--- start PROVIDED DATA ---

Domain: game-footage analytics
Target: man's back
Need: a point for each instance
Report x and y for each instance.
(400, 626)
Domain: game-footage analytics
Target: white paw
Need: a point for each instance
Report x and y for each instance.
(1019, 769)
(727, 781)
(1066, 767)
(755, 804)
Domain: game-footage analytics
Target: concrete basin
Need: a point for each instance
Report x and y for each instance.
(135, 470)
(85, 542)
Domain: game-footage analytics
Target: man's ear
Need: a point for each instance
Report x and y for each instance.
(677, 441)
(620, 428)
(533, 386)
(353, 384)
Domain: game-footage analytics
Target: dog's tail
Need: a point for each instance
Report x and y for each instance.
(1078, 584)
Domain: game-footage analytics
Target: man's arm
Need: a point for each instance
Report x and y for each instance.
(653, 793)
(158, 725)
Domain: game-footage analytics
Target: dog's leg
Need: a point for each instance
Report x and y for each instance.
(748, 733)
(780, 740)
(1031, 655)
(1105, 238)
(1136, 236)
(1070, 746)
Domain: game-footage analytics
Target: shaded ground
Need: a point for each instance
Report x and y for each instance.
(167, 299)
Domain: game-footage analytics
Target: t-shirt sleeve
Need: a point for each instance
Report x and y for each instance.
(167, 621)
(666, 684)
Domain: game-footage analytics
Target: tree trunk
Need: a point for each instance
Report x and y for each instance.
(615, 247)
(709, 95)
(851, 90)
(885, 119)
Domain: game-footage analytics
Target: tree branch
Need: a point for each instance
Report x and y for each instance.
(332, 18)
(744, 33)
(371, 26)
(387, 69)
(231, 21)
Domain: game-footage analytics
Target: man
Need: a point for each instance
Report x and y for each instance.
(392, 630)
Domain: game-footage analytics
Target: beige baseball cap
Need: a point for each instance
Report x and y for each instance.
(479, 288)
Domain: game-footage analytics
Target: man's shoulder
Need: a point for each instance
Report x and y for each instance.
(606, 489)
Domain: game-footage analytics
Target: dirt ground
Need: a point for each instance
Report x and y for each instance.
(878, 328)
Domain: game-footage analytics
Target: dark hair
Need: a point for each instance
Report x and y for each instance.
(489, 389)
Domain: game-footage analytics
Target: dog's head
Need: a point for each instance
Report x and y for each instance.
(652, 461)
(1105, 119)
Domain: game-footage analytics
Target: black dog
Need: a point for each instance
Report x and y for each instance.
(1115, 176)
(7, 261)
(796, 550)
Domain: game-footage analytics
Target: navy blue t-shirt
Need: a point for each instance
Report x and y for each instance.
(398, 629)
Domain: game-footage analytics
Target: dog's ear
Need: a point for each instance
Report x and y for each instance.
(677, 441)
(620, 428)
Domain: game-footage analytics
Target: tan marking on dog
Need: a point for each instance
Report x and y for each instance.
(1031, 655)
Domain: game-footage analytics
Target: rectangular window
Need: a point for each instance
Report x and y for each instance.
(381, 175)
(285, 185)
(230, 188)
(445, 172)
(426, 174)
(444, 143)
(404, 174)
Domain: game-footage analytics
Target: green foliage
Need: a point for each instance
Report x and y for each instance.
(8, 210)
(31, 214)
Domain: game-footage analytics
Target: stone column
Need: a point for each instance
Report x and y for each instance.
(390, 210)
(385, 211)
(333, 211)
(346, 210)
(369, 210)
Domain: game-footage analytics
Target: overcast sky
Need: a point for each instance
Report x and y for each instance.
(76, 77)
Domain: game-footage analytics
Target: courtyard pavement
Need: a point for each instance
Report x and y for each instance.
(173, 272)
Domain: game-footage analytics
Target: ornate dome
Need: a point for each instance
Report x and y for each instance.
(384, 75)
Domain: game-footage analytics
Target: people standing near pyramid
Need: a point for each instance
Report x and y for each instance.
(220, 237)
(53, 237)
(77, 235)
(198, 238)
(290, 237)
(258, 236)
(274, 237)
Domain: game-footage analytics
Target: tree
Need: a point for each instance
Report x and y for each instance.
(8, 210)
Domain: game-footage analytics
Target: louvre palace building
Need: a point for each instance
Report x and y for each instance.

--- end PROVIDED DATA ---

YOUR OBJECTIVE:
Extract each record, keeping it identical to the original.

FINISHED ANSWER:
Domain: game-footage analytics
Target: man's back
Need: a point for each instance
Report x and y for each instance.
(400, 626)
Domain: game-footage analytics
Target: white paw
Need: a point for each instance
Report x and y for each instance.
(1019, 769)
(727, 781)
(1066, 767)
(755, 804)
Domain: game-footage analytics
Target: concrete basin
Need: a point for each instance
Report x and y for each instance.
(135, 470)
(85, 542)
Domain: game-footage analytics
Target: man's ear
Need: a point for each instance
Report x and y for each instance.
(677, 441)
(620, 428)
(533, 386)
(353, 384)
Domain: game-footage analytics
Target: dog's tail
Need: a point for each instance
Report x and y for each instance.
(1078, 584)
Domain: game-footage analytics
Target: man's arm
Need: a point for each instance
Report x and y for each instance.
(653, 793)
(158, 725)
Domain: game-footage analytics
Target: dog's leg
Need: a point for each instance
Report x and y for each instance.
(748, 733)
(780, 740)
(1031, 655)
(1105, 238)
(1136, 236)
(1070, 746)
Domain: game-footage analytics
Target: shaded ground
Need: a point for each instance
Report x and y for each instance.
(167, 299)
Domain: game-footage analytics
Target: t-shirt sleeve
Need: a point for each instance
Report x and y for each instance.
(167, 621)
(666, 684)
Domain: game-footage analytics
Target: tree trunk
Need: a point for each instance
Report x and y for each instance.
(615, 247)
(709, 95)
(851, 90)
(885, 119)
Domain: game-footage analytics
Target: tree branch
Need: a point for each instance
Report x and y for each instance.
(332, 18)
(744, 33)
(371, 26)
(387, 69)
(231, 21)
Domain: game-footage analytics
Target: man
Need: a point for each instance
Report x and y for each instance.
(392, 630)
Domain: game-footage analytics
Target: beige baseball cap
Need: a point for each instance
Report x and y for each instance.
(479, 288)
Domain: game-footage analytics
Target: man's shoulder
Need: a point for each instance
Report x and y for each instance.
(606, 489)
Domain: game-footage analytics
Target: dirt ground
Need: a point for each instance
Report x and y for each instance.
(878, 328)
Domain: game-footage analytics
Target: dark hair
Need: a point for each instance
Report x and y for each instance.
(489, 389)
Domain: game-footage analytics
Target: dog's head
Need: a point for each instance
Report x and y for each instance.
(652, 461)
(1105, 119)
Domain: game-footage analytics
Target: black dog
Need: a point for each instance
Report x and y for each instance.
(1115, 176)
(7, 261)
(796, 550)
Domain: game-footage analytics
Target: navy blue t-shirt
Need: a point for each instance
Report x and y for each instance.
(398, 629)
Domain: game-footage analytics
Target: dog's ear
Need: a point for each instance
Report x and y for each instance.
(677, 441)
(620, 428)
Domain: game-footage analytics
Target: tan marking on dog
Need: a point for each instance
Report x and y for each instance.
(1031, 655)
Domain: game-footage analytics
Target: rectangular window
Need: a point for each instance
Report x and y for each instance.
(381, 175)
(285, 185)
(230, 188)
(445, 172)
(426, 174)
(444, 143)
(404, 174)
Domain: game-footage analytics
Target: green foliage
Need: a point for each instance
Report x and y for each instance.
(8, 210)
(31, 214)
Domain: game-footage analytics
Target: stone column
Need: a point for each instance
Report x and y for each instance.
(390, 210)
(385, 211)
(333, 211)
(346, 210)
(369, 210)
Domain: game-footage analytics
Target: overcast sky
Need: a point for each instance
Report x and y for each instance.
(76, 77)
Domain: game-footage analytics
Target: courtyard pavement
Need: a point for each instance
Report x and y for each instance.
(173, 272)
Domain: game-footage analytics
Target: ornate dome
Need: a point for each instance
Report x and y for each instance.
(384, 75)
Domain: game-footage analytics
Target: people standing near pyramid
Need: a point for each instance
Report x and y for each instance.
(220, 237)
(53, 237)
(77, 235)
(198, 238)
(290, 237)
(258, 236)
(274, 237)
Domain: game-footage analytics
Target: tree
Need: a point for each instance
Report x and y for each instance.
(8, 210)
Domain: game-footage analytics
Target: louvre palace building
Need: a point for each instance
Report x and y for each instance.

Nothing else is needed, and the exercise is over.